-- Opening Marker --

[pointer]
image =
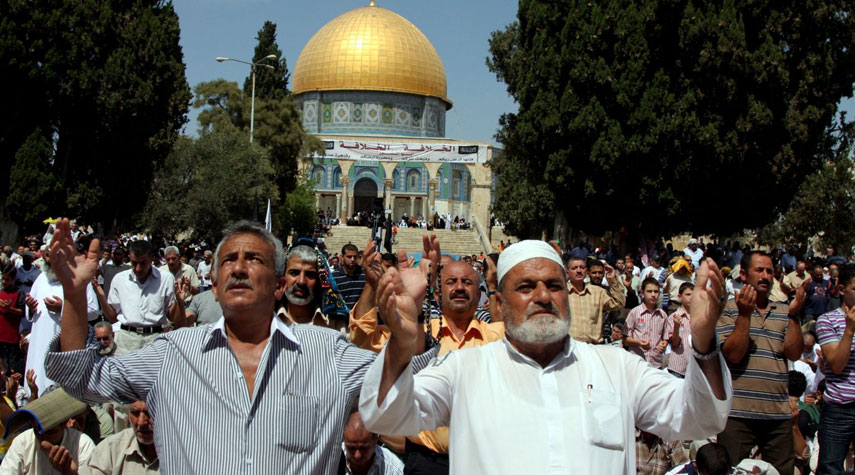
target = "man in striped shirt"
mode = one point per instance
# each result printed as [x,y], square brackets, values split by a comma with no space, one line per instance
[835,331]
[248,394]
[645,326]
[757,335]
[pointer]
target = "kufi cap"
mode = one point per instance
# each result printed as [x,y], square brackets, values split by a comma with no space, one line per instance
[523,251]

-- Closing Marker --

▶ [Exercise]: Scan the material for "target" and copy the lines that hold it.

▶ [Result for this task]:
target = "man in striped shirt"
target = "kufi cap"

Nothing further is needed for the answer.